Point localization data
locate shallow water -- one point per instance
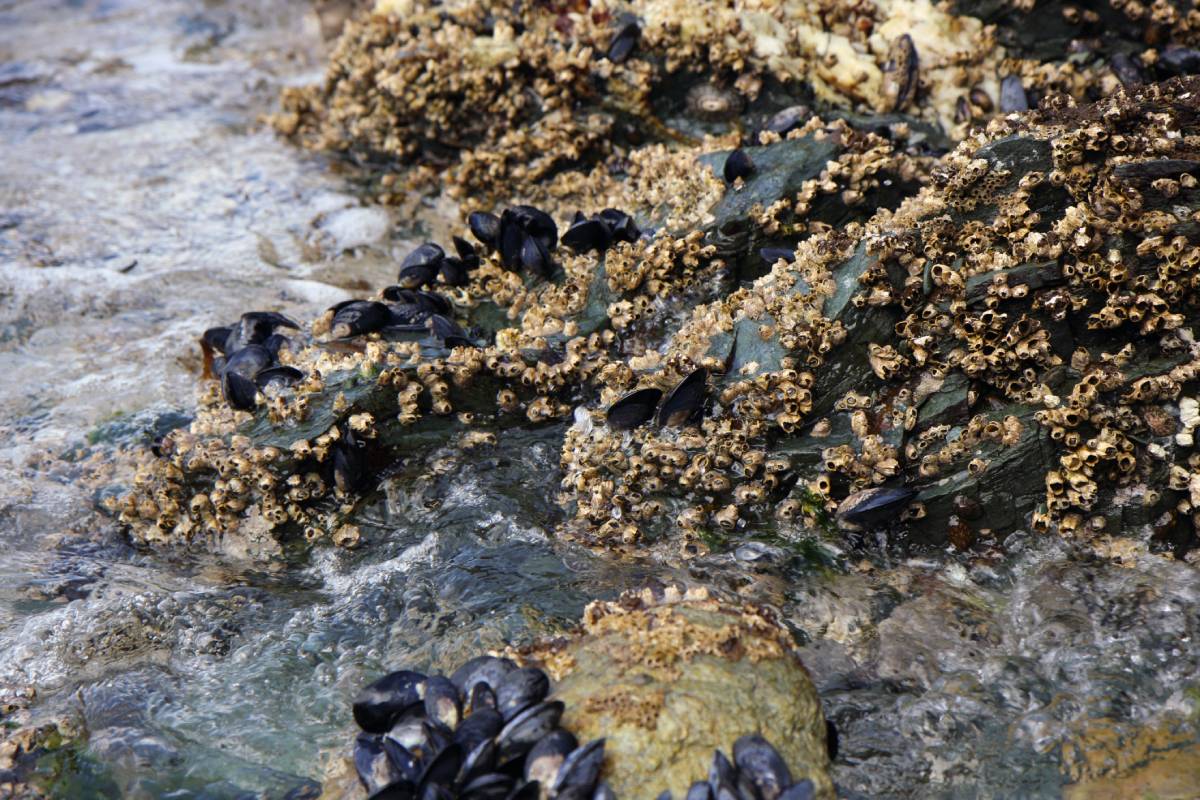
(142, 203)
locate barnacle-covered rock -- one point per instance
(669, 675)
(996, 344)
(519, 343)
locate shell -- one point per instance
(634, 409)
(685, 401)
(713, 103)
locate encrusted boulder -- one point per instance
(669, 675)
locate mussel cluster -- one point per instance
(486, 732)
(489, 732)
(684, 404)
(756, 773)
(600, 230)
(525, 238)
(249, 356)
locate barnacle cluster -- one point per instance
(265, 456)
(496, 100)
(1027, 312)
(493, 728)
(641, 669)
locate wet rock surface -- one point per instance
(1005, 330)
(669, 675)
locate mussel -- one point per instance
(901, 72)
(685, 401)
(874, 506)
(624, 41)
(737, 164)
(634, 409)
(419, 743)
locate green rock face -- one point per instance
(666, 681)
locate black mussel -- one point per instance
(449, 331)
(737, 164)
(443, 768)
(799, 791)
(535, 258)
(527, 791)
(255, 326)
(479, 761)
(275, 343)
(581, 771)
(789, 119)
(421, 275)
(538, 224)
(485, 228)
(442, 701)
(981, 100)
(406, 763)
(421, 266)
(376, 770)
(216, 337)
(772, 254)
(493, 786)
(621, 226)
(1012, 95)
(277, 377)
(411, 302)
(901, 71)
(685, 401)
(521, 689)
(587, 235)
(408, 319)
(435, 302)
(480, 725)
(247, 362)
(427, 254)
(1127, 71)
(527, 728)
(762, 764)
(359, 317)
(634, 409)
(547, 756)
(481, 696)
(510, 241)
(721, 773)
(624, 41)
(486, 669)
(961, 109)
(437, 735)
(382, 702)
(400, 294)
(348, 463)
(874, 506)
(466, 251)
(1179, 61)
(454, 272)
(239, 391)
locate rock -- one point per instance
(667, 677)
(349, 228)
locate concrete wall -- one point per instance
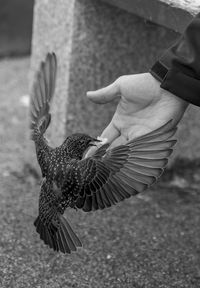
(95, 43)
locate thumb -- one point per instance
(105, 95)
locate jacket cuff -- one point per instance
(178, 83)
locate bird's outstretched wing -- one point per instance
(114, 175)
(52, 227)
(41, 95)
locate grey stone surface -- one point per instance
(96, 43)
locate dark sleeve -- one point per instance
(178, 69)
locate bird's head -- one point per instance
(76, 144)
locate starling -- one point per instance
(96, 182)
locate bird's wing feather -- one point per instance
(114, 175)
(41, 95)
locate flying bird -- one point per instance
(70, 180)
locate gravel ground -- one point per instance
(151, 240)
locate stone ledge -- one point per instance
(173, 14)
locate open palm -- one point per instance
(143, 106)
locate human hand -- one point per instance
(143, 106)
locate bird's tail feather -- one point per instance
(61, 238)
(42, 93)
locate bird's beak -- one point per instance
(94, 142)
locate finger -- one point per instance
(110, 133)
(105, 95)
(121, 140)
(90, 152)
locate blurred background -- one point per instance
(16, 19)
(151, 240)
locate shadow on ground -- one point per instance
(151, 240)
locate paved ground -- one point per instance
(152, 240)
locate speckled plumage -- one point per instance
(96, 182)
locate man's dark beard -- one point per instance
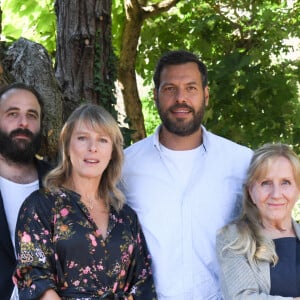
(181, 127)
(18, 150)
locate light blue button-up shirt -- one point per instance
(180, 222)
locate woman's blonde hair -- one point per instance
(97, 118)
(251, 241)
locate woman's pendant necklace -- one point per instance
(90, 203)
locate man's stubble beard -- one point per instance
(181, 127)
(19, 151)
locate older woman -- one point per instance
(259, 254)
(76, 239)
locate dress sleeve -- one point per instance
(141, 285)
(35, 271)
(239, 280)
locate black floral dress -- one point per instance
(59, 246)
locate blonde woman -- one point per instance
(76, 238)
(259, 254)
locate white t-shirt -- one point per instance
(13, 195)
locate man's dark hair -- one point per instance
(23, 86)
(179, 57)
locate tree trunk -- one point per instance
(136, 12)
(84, 56)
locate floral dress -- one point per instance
(59, 246)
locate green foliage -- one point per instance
(254, 96)
(32, 19)
(150, 114)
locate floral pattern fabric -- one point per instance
(59, 246)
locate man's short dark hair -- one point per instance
(177, 58)
(23, 86)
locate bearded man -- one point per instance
(21, 172)
(184, 182)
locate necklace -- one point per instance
(90, 203)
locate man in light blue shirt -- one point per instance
(184, 182)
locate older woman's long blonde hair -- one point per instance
(251, 241)
(97, 118)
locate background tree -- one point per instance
(253, 85)
(85, 63)
(254, 95)
(136, 13)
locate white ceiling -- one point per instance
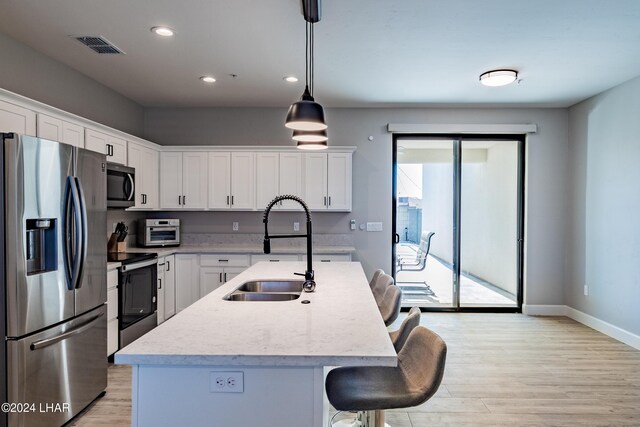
(369, 53)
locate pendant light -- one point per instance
(306, 117)
(311, 140)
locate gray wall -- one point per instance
(36, 76)
(546, 156)
(603, 236)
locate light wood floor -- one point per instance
(502, 370)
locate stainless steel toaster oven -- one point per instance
(158, 232)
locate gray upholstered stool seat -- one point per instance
(374, 279)
(416, 378)
(380, 286)
(389, 304)
(399, 337)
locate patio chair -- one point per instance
(413, 264)
(419, 262)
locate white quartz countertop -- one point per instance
(241, 249)
(341, 326)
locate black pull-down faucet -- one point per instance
(309, 283)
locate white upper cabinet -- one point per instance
(278, 174)
(315, 180)
(183, 180)
(327, 181)
(17, 119)
(267, 178)
(231, 180)
(339, 181)
(194, 180)
(219, 180)
(243, 194)
(60, 130)
(171, 180)
(146, 163)
(115, 148)
(291, 179)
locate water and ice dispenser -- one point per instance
(41, 246)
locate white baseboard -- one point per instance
(544, 310)
(606, 328)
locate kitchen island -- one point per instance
(257, 363)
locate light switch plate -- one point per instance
(374, 226)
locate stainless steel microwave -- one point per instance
(121, 186)
(158, 232)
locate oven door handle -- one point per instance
(141, 264)
(133, 187)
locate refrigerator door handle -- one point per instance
(72, 233)
(37, 345)
(84, 233)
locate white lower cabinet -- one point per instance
(169, 285)
(211, 278)
(112, 312)
(160, 293)
(216, 270)
(187, 280)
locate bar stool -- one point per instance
(399, 337)
(376, 388)
(376, 274)
(380, 286)
(389, 304)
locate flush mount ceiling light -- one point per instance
(498, 77)
(163, 31)
(307, 114)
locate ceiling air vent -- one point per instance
(98, 44)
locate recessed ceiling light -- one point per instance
(163, 31)
(498, 77)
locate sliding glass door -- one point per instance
(458, 221)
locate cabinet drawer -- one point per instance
(112, 304)
(332, 258)
(112, 336)
(224, 260)
(112, 279)
(273, 258)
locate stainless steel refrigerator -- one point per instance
(53, 265)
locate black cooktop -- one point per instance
(129, 257)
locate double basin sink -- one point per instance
(267, 290)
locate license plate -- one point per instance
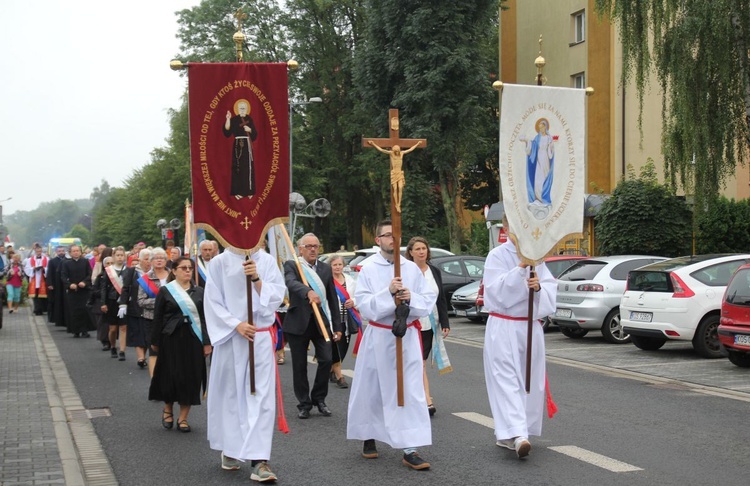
(641, 316)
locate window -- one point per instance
(579, 27)
(578, 81)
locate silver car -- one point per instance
(589, 293)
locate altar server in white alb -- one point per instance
(507, 281)
(240, 425)
(374, 413)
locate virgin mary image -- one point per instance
(540, 159)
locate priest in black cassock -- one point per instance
(55, 289)
(76, 277)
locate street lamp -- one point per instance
(292, 104)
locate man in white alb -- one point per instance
(374, 413)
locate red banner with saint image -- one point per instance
(239, 149)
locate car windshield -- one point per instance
(583, 270)
(738, 292)
(647, 281)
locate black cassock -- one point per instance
(76, 315)
(55, 297)
(243, 171)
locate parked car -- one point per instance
(589, 294)
(734, 325)
(457, 271)
(556, 265)
(465, 303)
(679, 299)
(355, 265)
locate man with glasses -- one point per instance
(301, 325)
(373, 410)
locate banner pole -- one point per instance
(316, 310)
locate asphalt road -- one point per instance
(612, 428)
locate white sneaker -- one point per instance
(522, 446)
(507, 443)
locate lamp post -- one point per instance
(292, 104)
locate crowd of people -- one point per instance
(175, 311)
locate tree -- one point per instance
(644, 217)
(724, 228)
(431, 60)
(699, 51)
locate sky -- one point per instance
(85, 87)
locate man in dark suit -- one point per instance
(301, 325)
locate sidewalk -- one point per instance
(46, 436)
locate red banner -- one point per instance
(239, 149)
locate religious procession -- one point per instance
(395, 242)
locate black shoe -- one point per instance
(323, 409)
(369, 451)
(415, 462)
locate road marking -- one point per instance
(477, 418)
(595, 459)
(572, 451)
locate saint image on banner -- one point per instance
(540, 159)
(241, 127)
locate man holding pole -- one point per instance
(507, 285)
(374, 413)
(302, 324)
(240, 424)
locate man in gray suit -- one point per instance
(301, 326)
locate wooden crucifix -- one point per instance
(393, 146)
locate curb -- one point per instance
(83, 459)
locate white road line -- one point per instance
(595, 459)
(477, 418)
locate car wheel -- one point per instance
(648, 344)
(739, 358)
(706, 340)
(573, 333)
(612, 328)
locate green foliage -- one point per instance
(644, 217)
(432, 60)
(724, 227)
(699, 51)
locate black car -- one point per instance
(458, 270)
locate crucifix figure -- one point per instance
(392, 146)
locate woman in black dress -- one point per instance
(179, 336)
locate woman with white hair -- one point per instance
(148, 287)
(128, 303)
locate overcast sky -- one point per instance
(85, 86)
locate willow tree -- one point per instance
(699, 52)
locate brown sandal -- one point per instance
(183, 426)
(167, 424)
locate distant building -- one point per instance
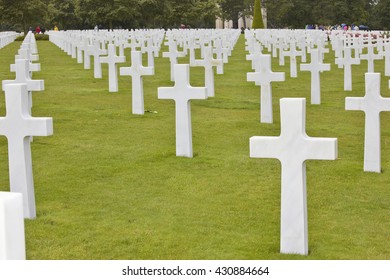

__Aim of the task__
Exactly the lines from the one that contains "locate woman with" through the last line of the records should be set down, and the pictures should be dropped.

__Written solution__
locate woman with white hair -- one point per instance
(148, 287)
(128, 303)
locate overcast sky -- one point per instance
(85, 86)
locate willow tree -- one point per instance
(699, 52)
locate brown sandal -- one point per instance
(183, 426)
(167, 424)
locate distant building -- one point per instance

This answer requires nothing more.